_Task brief_
Update the rows from the line with "# draw the outline of every instance of the chrome" up to and including the line with "34 129 L 31", changing "chrome" to "silver" and keeping everything else the same.

[Data records]

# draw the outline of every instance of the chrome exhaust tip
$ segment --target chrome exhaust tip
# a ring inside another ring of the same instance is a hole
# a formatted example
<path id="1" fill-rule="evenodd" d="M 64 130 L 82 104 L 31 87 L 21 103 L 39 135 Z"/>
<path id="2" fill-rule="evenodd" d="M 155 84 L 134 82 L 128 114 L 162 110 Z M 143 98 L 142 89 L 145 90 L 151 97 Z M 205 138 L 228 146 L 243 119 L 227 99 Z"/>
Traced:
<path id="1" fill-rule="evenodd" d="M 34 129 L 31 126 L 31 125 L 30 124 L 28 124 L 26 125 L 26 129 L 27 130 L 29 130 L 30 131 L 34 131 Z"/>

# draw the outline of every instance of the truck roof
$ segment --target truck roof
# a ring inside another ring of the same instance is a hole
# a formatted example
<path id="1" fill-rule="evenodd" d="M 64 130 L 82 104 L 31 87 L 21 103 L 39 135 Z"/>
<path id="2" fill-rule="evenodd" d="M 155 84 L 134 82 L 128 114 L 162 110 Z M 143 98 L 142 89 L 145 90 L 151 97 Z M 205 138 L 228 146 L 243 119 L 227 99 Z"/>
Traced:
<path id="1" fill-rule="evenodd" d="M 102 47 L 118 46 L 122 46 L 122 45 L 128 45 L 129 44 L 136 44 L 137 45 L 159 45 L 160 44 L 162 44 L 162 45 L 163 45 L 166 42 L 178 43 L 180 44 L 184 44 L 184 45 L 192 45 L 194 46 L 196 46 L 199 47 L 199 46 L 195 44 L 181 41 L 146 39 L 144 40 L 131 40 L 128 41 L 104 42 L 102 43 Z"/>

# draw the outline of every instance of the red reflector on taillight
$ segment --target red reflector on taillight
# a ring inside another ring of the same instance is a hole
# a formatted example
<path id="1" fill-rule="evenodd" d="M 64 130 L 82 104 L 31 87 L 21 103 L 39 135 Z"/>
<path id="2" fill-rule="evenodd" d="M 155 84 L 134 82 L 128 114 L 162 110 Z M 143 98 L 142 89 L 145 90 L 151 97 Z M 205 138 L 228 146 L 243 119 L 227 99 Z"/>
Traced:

* * *

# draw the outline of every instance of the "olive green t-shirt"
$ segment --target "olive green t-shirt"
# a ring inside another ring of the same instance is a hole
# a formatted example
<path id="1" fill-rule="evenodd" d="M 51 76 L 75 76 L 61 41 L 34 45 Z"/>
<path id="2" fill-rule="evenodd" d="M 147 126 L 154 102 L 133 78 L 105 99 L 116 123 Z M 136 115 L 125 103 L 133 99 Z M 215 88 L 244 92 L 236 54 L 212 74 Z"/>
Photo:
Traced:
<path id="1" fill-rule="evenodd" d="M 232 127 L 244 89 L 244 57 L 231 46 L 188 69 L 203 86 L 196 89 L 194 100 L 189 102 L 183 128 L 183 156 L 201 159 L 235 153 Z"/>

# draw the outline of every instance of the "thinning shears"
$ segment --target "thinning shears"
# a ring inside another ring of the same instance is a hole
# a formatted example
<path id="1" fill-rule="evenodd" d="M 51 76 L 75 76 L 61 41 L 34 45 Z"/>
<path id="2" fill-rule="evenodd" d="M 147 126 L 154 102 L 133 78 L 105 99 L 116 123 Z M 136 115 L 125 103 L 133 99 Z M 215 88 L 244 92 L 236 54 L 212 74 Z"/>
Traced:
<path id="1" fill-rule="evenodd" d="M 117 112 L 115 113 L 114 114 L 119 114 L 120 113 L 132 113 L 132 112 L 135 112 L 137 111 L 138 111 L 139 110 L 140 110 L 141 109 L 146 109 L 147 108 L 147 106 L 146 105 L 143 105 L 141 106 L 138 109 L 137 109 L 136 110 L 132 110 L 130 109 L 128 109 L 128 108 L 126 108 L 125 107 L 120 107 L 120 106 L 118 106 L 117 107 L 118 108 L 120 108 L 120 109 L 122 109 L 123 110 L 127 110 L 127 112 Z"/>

---

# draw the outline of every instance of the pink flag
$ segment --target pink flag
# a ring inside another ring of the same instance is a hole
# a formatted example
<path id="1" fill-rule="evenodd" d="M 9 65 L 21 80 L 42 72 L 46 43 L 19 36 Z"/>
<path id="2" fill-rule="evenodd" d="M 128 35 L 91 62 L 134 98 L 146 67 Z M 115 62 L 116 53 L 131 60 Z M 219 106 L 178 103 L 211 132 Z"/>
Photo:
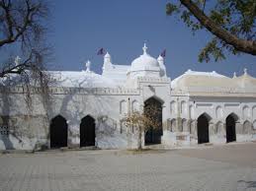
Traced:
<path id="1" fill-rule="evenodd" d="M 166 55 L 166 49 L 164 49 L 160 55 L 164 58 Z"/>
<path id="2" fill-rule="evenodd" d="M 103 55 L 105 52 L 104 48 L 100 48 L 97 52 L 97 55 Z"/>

_Result_
# draw the outline of every instance of the silver exhaust tip
$ segment --target silver exhaust tip
# a ring inside another ring of the same instance is a hole
# a formatted example
<path id="1" fill-rule="evenodd" d="M 64 130 L 82 104 L 31 87 L 21 103 L 39 135 Z"/>
<path id="2" fill-rule="evenodd" d="M 155 84 L 134 82 L 128 114 L 162 110 Z M 143 98 L 142 89 L 145 90 L 151 97 Z M 205 138 L 228 146 L 243 119 L 227 99 Z"/>
Traced:
<path id="1" fill-rule="evenodd" d="M 34 129 L 31 126 L 31 125 L 30 124 L 28 124 L 26 125 L 26 129 L 27 130 L 29 130 L 30 131 L 34 131 Z"/>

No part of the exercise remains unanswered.